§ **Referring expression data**

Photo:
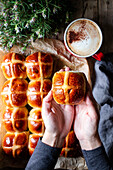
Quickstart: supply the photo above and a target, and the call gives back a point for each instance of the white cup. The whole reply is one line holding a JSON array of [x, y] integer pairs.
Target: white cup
[[83, 38]]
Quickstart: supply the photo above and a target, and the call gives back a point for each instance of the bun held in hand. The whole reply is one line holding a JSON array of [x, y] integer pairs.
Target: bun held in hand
[[69, 87]]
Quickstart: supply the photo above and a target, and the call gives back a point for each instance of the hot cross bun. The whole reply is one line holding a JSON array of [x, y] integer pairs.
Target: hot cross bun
[[69, 87], [13, 66], [33, 140], [15, 119], [37, 90], [71, 147], [15, 144], [14, 92], [39, 65], [35, 121]]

§ **ABOUT THIS EXERCISE**
Would you print all of the entries exactly, omitting any image?

§ **TASK RESPONSE**
Photo:
Quickstart: supply the photo above and a target, and the call gives back a point for each instance of the white cup. The whole reply is one line holding a JSON array of [x, y] integer pairs.
Target: white cup
[[83, 38]]
Quickstart: supply the photo above and a target, and the call gives back a point for each instance of the bun held in hand. The whole reply is one line holding a JSON array of [x, y] integer pairs.
Target: bun held in hand
[[69, 87]]
Quickstart: supply the photo above and a target, and the call gives back a point for each instance of the hot cross bun. The whole reply is one line holding a JSON array of [x, y] integer pairs.
Target: hot cross bun
[[69, 87], [13, 66], [33, 140], [15, 119], [37, 90], [71, 147], [15, 144], [14, 92], [39, 65], [35, 121]]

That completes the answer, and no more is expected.